**Supplied passage:**
────────────────────────────────────────
# Just can't seem to nail down strawberry bubblegum



## Apollo (27/2/17)

Hey Guys,

Some help here would be very much appreciated!

I am a total noob at DIY and need some pointers, especially regarding Strawberry flavoring and then secondly the bubblegum aspect of it.

I found a recipe somewhere which came highly recommended on some website but I don't taste shit.

It has been sitting for about three days to round out the Strawberry sweet but I can't pick up any of it.

Is there something I'm missing to make the strawberry pop?

it's a 50/50 mix:

7% CAP Strawberry sweet
4% TFA Strawberry ripe
4% CAP Raspberry V2
2.5% TFA Sweetner
2.5% FW Bubblegum

Lemme know!

Thanks guys... and possibly girls


----------



## Andre (27/2/17)

What concentrate brand(s) are you talking about?


----------



## Apollo (27/2/17)

Andre said:


> What concentrate brand(s) are you talking about?



Hi @Andre 

I edited my post

Reactions: Thanks 1


----------



## Kalashnikov (27/2/17)

Recipe doesnt look to bad. maybe try a 70/30 mix. If that dont work try add some FA- Red touch strawberry. That has been my go to flavour to round up strawberry tastes.

Also i would swap your strawberry percentages. 7% for straw ripe and 4% for straw sweet. Normally recipes have straw ripe at the most not sweet strawberry.

Reactions: Optimistic 1


----------



## Andre (27/2/17)

I have a suspicion that CAP Raspberry V2 might be overpowering the strawberry - syrupy, artificial and floral. For my money I would just leave it out. And maybe decrease the sweetener some (down to 1.5 % maybe). And some good tips from @Kalashnikov too.

Reactions: Agree 1 | Winner 1


----------



## Apollo (27/2/17)

Andre said:


> I have a suspicion that CAP Raspberry V2 might be overpowering the strawberry - syrupy, artificial and floral. For my money I would just leave it out. And maybe decrease the sweetener some (down to 1.5 % maybe). And some good tips from @Kalashnikov too.



So I should rather just leave the raspberry out completely and add the red touch, how much of the red touch would you recommend @Kalashnikov


----------



## Kalashnikov (27/2/17)

Berne van Rooyen said:


> So I should rather just leave the raspberry out completely and add the red touch, how much of the red touch would you recommend @Kalashnikov


I would go 3% RedTouch. 3% straw Ripe. and 2% sweet Strawberry. I have a recipe using those percentages and you can taste a lot of strawberry notes. Also agree with @Andre to remove raspberry.
────────────────────────────────────────
**Problem to solve:** Extend the forum thread about mixing a strawberry bubblegum flavor beyond its last reply.

**Source material:**
────────────────────────────────────────
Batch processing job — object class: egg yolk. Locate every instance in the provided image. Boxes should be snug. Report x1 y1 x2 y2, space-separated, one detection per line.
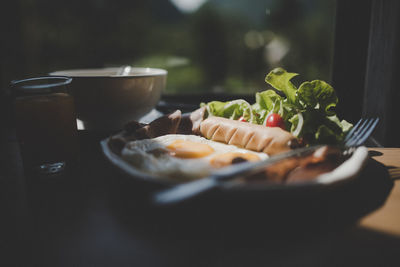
210 152 260 168
167 140 214 158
────────────────────────────────────────
**Answer below:**
Reactions: Like 1 | Winner 1


----------



## Rude Rudi (27/2/17)

You can try this one... it's goodie - the INW Strawberry Shisha works a charm here:

Cly Bubblegum 2-3%
TFA Bubblegum 6%
INW Strawberry (Shisha) 5%
TFA Sweetener 1%

Reactions: Like 2 | Winner 1


----------



## Caveman (27/2/17)

Rude Rudi said:


> You can try this one... it's goodie - the INW Strawberry Shisha works a charm here:
> 
> Cly Bubblegum 2-3%
> TFA Bubblegum 6%
> ...


@Rude Rudi beat me to it. Strawberry Sisha from Inawera is what you need. Seriously the best strawberry for this profile out there ATM

Reactions: Like 1 | Winner 1


----------



## Apollo (27/2/17)

Thanks a mil for all the help guys, I am definitely going to try each of these methods!


----------



## Oceanic Vapes (27/2/17)

Yeh if u want a wicks bubblegum, cly is just like wicks, not sure on the strawberries thou


----------



## zandernwn (2/3/17)

I think you are over flavoring. You concentrate % are way too high causing oversaturation of flavors.

Start simple.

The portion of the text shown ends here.